After two years, the Royal Highland Festival resumed bringing joy to the people of Laya, Gasa district. While the people thanked His Majesty the King for instituting the festival and providing them economic opportunities, residents said that a short duration training for them in hospitality would aid them immensely in providing quality service, which would increase the number of guests coming to Laya and Bhutan.
Wangchuk from Nyelu, Laya gewog, who had about 13 Bhutanese guests staying at his homestay earned about Nu 30,000 in a few days. His family also got some service tips. Wangchuk said that homestay owners from Laya are encouraged and determined to run the business. “We thought that the homestay business in our village may not becoming vibrant after the COVID 19 pandemic. However, it has resumed and with His Majesty personally attending the festival, we are inspired to play our parts,” he said.
However, Wangchuk said that the local people are worried. “We have guests who pay a lot to visit our country and many stay in our homestays. But we are concerned about the quality of services that are offered,” he said, adding that though there have been no complaints as such, they do not want to disappoint guests.

*****

- **REQUIRED WORK**
**1.** Update the article about the Royal Highland Festival in Laya from "However, Wangchuk said" to "to disappoint guests.", replacing "guests" with "visitors".
**2.** Write the next part of the article about the Royal Highland Festival in Laya, picking up after its last sentence.
The data after this article comes from a separate source.

- **DATA**
*****

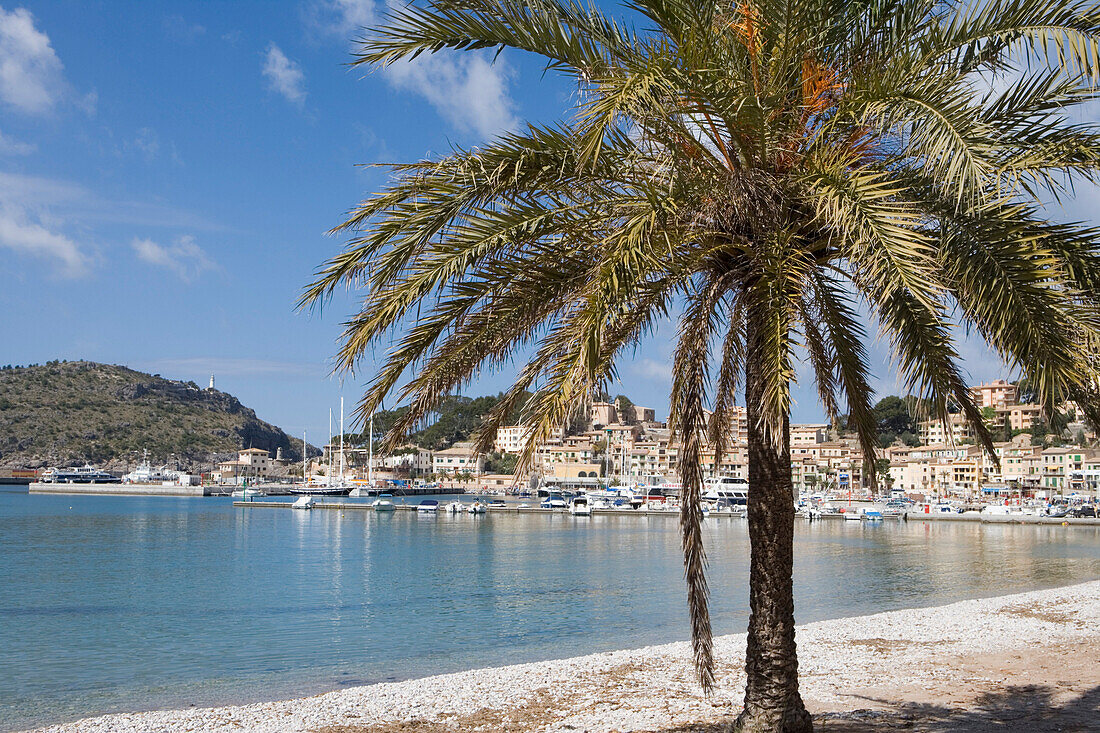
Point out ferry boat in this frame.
[703,475,749,506]
[289,483,353,496]
[41,463,122,483]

*****

- **EXERCISE RESULTS**
**1.**
However, Wangchuk said that the local people are worried. “We have visitors who pay a lot to visit our country and many stay in our homestays. But we are concerned about the quality of services that are offered,” he said, adding that though there have been no complaints as such, they do not want to disappoint visitors.

**2.**
“If we could avail a short training on hospitality and cookery, the quality of services offered will improve a lot,” he said. “But we will never compromise on showcasing our culture, the way we lead our lives and others,” he said.
Rinchen Tshering, also from Nyelu village said that the festival is a special event for the Layaps which helps them earn more. He said that their homestay business was inactive for about two years and they could not earn. With few Bhutanese guests staying at his homestay, he earned a decent amount. Underscoring that the festival continues to lift the spirits of highlanders, he also mentioned the need of some “basic training.”
“Foreign guests come to experience our way of life and see how beautiful the region is. But we are not able to serve them what they want and we see them eating canned food. If we could be trained in making just two or three of their dishes, I feel that it will further boost their visits,” he said.
Meanwhile, the festival has revived Laya’s homestay business. Kago Tshering from Chongra village shared his happiness and said that they earn the most during the festival.
“The Royal Highland Festival is a special event for the highlanders, initiated by His Majesty. This festival inspires people from other parts of the country and the world to visit very remote places like Laya,” he said.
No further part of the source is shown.